**Job**
Your task is to output the entries below word for word.

#### Supplied material

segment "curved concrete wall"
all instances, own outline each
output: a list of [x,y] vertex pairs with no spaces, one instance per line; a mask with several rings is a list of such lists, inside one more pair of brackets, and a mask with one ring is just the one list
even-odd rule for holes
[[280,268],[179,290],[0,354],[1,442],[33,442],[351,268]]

########

**Correct answer**
segment "curved concrete wall"
all instances, own outline each
output: a list of [x,y] vertex pairs with no spaces, one instance per line; a mask with several rings is a list of such lists, inside one more pair of brackets, and a mask with one ring is just the one list
even-odd rule for holes
[[280,268],[179,290],[0,354],[1,442],[33,442],[351,268]]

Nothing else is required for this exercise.